Set exercise → Copy the rows starting at the line containing "TARGET = black easel" and ending at the last line of the rows, changing "black easel" to "metal easel" and leaving everything else unchanged.

(Pointing and labeling entries)
+---+

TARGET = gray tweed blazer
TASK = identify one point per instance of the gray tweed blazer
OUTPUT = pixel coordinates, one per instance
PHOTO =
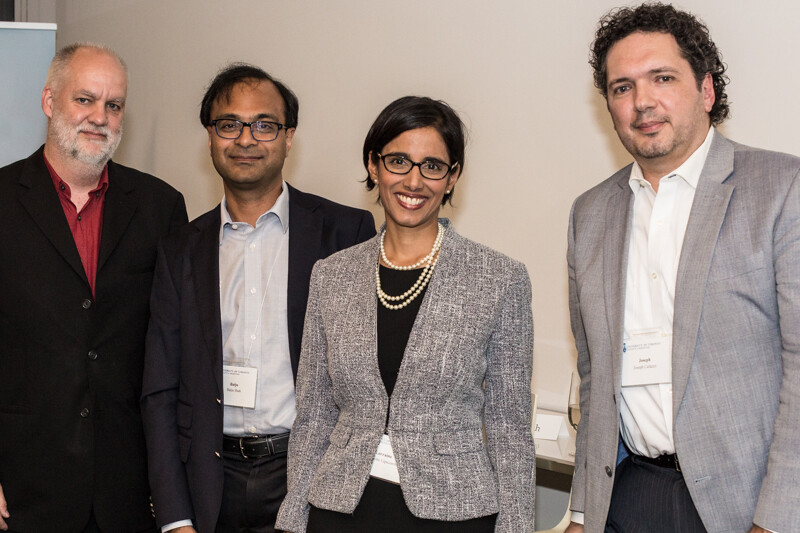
(467, 367)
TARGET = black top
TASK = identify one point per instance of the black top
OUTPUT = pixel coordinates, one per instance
(394, 326)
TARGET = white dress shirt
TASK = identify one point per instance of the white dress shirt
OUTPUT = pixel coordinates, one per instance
(253, 277)
(657, 232)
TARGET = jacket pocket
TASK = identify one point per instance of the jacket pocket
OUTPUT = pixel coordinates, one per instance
(456, 442)
(340, 435)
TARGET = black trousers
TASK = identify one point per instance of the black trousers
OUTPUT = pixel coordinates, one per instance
(382, 509)
(651, 499)
(252, 493)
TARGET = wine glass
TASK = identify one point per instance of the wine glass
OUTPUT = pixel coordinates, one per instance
(574, 406)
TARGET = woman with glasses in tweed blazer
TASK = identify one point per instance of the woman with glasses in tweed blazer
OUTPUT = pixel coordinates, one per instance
(415, 344)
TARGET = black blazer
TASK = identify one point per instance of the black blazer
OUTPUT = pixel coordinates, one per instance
(70, 363)
(182, 391)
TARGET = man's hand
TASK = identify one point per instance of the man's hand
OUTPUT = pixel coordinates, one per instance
(3, 510)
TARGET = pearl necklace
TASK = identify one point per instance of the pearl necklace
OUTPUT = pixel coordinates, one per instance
(416, 289)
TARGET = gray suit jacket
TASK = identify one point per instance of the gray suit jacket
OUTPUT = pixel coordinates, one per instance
(736, 340)
(474, 327)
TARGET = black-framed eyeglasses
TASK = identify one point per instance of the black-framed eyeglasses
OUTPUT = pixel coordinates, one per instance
(433, 169)
(261, 130)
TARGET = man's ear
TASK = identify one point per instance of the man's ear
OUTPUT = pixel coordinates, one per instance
(47, 101)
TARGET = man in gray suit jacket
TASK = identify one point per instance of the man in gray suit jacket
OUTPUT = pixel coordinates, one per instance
(684, 300)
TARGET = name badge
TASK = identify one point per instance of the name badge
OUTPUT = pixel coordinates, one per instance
(239, 383)
(383, 466)
(647, 359)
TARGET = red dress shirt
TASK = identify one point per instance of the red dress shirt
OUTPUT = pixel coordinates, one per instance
(87, 225)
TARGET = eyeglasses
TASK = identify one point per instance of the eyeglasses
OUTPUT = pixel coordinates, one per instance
(261, 130)
(433, 169)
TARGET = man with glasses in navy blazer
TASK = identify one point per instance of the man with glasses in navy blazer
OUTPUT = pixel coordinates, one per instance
(229, 301)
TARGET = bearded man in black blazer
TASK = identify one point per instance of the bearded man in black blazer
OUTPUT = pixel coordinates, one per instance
(229, 301)
(78, 234)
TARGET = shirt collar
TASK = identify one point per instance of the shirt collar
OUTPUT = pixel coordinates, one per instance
(280, 209)
(689, 171)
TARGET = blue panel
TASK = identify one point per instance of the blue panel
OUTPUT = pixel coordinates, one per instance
(25, 55)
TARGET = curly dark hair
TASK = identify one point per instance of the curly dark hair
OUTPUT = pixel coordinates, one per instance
(690, 33)
(409, 113)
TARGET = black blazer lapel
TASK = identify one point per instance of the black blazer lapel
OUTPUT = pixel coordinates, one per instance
(204, 264)
(40, 200)
(619, 217)
(305, 236)
(120, 205)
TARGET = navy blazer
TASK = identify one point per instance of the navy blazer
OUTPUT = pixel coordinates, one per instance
(70, 362)
(182, 393)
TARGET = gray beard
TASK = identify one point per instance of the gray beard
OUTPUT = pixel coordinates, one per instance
(67, 140)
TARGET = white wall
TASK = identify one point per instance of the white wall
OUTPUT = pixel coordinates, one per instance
(516, 70)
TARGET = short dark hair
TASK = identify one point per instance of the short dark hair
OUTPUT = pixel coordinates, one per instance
(410, 113)
(690, 33)
(236, 73)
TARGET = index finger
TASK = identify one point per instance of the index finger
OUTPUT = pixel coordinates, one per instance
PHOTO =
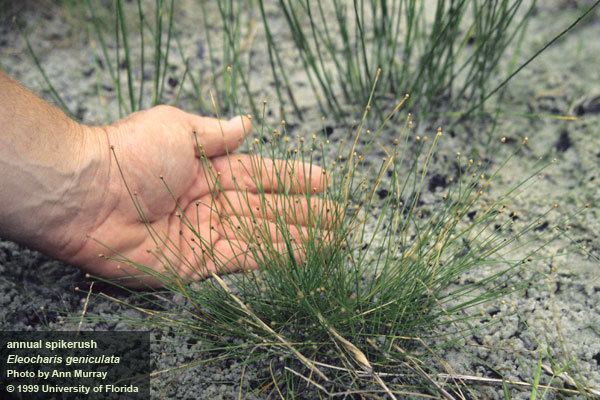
(257, 174)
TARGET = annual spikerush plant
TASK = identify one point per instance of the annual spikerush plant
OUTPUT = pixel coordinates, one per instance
(352, 307)
(445, 53)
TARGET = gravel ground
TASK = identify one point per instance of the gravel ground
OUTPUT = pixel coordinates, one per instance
(559, 313)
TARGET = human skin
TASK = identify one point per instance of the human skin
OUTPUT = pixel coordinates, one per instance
(67, 190)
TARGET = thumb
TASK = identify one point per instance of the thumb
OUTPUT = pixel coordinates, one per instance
(218, 137)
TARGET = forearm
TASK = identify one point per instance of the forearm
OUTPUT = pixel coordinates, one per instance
(41, 159)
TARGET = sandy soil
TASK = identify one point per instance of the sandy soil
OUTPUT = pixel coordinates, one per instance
(558, 314)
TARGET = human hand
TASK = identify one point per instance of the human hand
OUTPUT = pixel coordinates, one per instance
(182, 171)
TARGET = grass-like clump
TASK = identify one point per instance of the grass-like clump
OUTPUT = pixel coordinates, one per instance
(359, 298)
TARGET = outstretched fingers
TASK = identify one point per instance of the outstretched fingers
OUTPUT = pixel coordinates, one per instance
(257, 174)
(217, 137)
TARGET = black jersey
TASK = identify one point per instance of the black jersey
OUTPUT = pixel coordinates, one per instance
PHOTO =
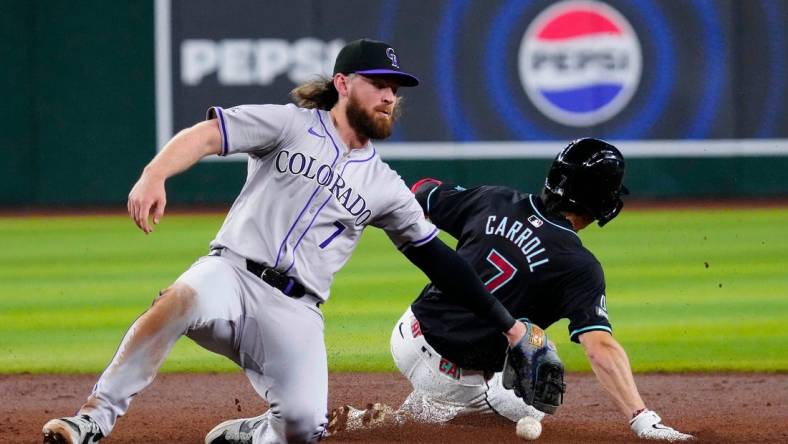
(535, 265)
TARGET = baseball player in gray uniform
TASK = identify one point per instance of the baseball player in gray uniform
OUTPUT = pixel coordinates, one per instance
(314, 182)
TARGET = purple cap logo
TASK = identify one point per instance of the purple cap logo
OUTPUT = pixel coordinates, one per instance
(393, 57)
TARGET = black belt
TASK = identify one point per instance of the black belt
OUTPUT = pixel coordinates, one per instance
(272, 277)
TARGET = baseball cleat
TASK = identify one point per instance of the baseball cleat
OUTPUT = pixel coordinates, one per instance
(350, 418)
(71, 430)
(235, 431)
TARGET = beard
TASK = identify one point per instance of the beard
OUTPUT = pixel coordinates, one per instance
(369, 123)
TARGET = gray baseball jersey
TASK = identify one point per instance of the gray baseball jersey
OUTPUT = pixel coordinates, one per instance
(307, 197)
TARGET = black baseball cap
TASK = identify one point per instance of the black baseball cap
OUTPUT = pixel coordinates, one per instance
(372, 57)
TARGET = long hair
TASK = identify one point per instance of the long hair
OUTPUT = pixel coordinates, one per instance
(320, 94)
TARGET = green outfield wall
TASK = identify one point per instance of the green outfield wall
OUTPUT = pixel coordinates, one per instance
(78, 123)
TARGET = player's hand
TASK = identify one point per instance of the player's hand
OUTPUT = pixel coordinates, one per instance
(515, 333)
(648, 425)
(147, 198)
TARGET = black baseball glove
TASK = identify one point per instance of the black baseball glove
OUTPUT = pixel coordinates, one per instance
(533, 370)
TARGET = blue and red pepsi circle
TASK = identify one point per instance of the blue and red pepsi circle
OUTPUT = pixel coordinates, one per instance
(580, 62)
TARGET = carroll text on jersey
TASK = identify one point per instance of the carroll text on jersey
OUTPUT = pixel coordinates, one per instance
(526, 241)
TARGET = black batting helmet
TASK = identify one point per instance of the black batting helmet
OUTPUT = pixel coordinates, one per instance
(586, 177)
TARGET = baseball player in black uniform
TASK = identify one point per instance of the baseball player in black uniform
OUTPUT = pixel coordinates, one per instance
(314, 183)
(526, 250)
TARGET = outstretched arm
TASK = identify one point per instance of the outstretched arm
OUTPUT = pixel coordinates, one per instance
(611, 366)
(180, 153)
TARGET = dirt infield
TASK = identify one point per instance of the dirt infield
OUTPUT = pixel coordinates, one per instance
(720, 408)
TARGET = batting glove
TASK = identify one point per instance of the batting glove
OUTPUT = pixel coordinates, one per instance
(648, 425)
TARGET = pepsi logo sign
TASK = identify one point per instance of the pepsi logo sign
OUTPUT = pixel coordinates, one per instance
(580, 62)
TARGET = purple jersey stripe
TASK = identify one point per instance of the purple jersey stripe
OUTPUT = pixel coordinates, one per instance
(314, 193)
(223, 129)
(325, 203)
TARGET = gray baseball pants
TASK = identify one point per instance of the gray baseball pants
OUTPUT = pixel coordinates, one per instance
(277, 340)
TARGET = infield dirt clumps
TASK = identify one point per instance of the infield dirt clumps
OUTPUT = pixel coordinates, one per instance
(716, 408)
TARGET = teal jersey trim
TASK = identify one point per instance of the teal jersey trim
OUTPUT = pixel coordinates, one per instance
(590, 328)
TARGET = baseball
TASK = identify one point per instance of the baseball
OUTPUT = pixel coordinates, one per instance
(528, 428)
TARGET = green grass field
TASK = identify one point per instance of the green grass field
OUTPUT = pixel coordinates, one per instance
(70, 287)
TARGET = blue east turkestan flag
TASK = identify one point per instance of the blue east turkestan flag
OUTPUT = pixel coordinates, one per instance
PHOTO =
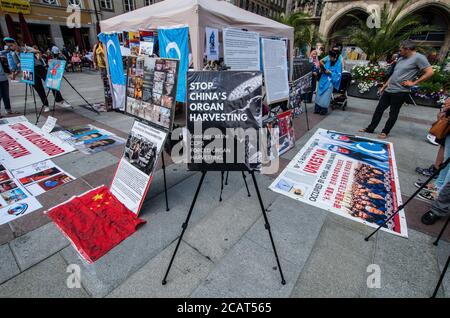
(174, 43)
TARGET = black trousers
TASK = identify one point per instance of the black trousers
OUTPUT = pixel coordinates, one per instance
(40, 73)
(4, 94)
(393, 100)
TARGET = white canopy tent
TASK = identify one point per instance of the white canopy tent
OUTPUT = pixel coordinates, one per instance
(198, 14)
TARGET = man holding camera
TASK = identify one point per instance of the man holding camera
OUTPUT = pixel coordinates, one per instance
(397, 88)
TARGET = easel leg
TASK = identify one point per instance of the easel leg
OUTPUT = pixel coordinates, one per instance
(401, 207)
(184, 226)
(442, 231)
(165, 182)
(90, 105)
(306, 114)
(441, 278)
(26, 94)
(267, 225)
(246, 185)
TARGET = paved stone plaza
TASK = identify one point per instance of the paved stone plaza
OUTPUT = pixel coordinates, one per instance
(226, 251)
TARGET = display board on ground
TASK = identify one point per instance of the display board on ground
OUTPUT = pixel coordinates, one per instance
(351, 176)
(135, 171)
(224, 120)
(23, 144)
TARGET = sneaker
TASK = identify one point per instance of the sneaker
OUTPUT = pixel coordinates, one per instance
(429, 186)
(432, 139)
(64, 104)
(429, 218)
(427, 172)
(427, 195)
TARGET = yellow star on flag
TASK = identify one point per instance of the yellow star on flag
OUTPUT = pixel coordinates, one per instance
(97, 197)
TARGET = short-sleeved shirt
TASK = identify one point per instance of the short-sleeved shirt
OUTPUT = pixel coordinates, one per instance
(406, 69)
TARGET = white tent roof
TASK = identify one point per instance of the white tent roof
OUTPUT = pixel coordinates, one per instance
(197, 14)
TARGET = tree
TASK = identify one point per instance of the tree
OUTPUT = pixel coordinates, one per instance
(304, 31)
(378, 42)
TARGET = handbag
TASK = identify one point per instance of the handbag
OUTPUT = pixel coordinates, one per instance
(440, 128)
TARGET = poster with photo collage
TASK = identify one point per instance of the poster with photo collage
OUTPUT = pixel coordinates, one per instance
(151, 89)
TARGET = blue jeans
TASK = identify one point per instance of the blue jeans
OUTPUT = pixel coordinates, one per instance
(444, 175)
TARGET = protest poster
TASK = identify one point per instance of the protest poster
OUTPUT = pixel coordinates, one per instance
(23, 144)
(15, 201)
(41, 177)
(223, 120)
(137, 166)
(55, 74)
(212, 44)
(275, 70)
(174, 44)
(27, 68)
(241, 50)
(157, 86)
(351, 176)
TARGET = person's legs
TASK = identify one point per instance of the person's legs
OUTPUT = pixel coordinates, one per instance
(397, 101)
(383, 104)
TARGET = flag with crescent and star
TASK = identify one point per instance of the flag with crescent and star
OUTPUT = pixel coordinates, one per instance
(95, 222)
(174, 43)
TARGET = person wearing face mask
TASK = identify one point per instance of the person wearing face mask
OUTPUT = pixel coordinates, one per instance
(397, 88)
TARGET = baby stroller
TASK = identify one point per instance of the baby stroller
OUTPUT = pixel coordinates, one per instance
(339, 97)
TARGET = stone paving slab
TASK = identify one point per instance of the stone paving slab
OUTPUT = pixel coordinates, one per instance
(38, 245)
(45, 280)
(189, 269)
(248, 270)
(8, 265)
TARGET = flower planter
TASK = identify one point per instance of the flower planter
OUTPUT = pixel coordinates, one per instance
(426, 102)
(354, 91)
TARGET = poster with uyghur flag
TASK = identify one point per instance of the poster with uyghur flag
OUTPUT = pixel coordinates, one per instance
(55, 74)
(115, 68)
(174, 43)
(27, 68)
(351, 176)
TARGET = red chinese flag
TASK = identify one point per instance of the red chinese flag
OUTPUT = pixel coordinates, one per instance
(95, 222)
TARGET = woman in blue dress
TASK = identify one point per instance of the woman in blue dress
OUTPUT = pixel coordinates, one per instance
(331, 72)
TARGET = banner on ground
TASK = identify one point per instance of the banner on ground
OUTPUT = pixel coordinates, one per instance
(174, 44)
(23, 144)
(212, 44)
(27, 68)
(223, 120)
(151, 89)
(275, 70)
(137, 166)
(351, 176)
(55, 74)
(115, 68)
(241, 49)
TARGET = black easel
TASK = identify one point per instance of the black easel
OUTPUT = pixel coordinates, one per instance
(26, 95)
(402, 206)
(185, 224)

+---+

Expected answer →
TARGET = metal easel
TASK = identify one point per instance of the metal easel
OUTPUT = pixel coordinates, one per instance
(26, 95)
(402, 206)
(185, 224)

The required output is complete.